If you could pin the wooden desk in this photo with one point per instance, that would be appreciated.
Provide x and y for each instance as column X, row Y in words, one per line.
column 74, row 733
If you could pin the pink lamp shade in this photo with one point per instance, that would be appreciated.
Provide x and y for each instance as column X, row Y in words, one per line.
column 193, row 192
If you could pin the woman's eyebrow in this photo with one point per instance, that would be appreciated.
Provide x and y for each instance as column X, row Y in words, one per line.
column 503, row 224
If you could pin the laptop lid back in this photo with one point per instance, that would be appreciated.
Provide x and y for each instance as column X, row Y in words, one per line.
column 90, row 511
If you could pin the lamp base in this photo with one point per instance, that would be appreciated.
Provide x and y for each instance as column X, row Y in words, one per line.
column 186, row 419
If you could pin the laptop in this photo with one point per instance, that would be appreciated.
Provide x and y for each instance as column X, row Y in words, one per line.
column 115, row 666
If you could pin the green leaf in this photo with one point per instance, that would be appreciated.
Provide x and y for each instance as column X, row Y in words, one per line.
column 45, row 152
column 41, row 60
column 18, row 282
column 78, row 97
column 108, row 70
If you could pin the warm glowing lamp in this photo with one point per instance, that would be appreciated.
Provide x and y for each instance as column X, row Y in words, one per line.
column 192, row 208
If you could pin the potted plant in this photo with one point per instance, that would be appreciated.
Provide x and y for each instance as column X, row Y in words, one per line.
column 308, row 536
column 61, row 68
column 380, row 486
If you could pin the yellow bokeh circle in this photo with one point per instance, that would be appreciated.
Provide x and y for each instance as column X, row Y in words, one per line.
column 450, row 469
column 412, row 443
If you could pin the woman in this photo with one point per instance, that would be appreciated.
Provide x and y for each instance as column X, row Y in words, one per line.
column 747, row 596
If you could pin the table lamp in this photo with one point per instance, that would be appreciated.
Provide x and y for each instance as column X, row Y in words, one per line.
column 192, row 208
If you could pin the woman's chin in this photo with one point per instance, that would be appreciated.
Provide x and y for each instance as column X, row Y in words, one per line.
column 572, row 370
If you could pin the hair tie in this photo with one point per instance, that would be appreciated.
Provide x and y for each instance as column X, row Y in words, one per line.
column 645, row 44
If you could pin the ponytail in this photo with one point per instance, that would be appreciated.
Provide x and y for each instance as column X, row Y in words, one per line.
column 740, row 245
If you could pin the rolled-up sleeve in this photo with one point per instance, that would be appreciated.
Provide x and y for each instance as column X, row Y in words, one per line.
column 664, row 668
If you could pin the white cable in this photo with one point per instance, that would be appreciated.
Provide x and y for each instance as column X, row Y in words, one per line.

---

WHAT YOU NEED TO DO: Write the lines of the items from the one containing "If you could pin the laptop in" through the one containing "column 108, row 70", both included, as a JSON list of strings with one string per line and no blank lines.

SOLUTION FOR THIS EXERCISE:
[
  "If you could pin the laptop in this photo with one point per instance, that would be appreciated.",
  "Provide x and y for each instance as column X, row Y in words, one per line.",
  "column 115, row 666",
  "If you could pin the green leaf in this photo with one point per instance, that would be appreciated.",
  "Provide x and y for each instance as column X, row Y in words, one per line.",
  "column 45, row 152",
  "column 41, row 60",
  "column 18, row 282",
  "column 78, row 97",
  "column 108, row 70"
]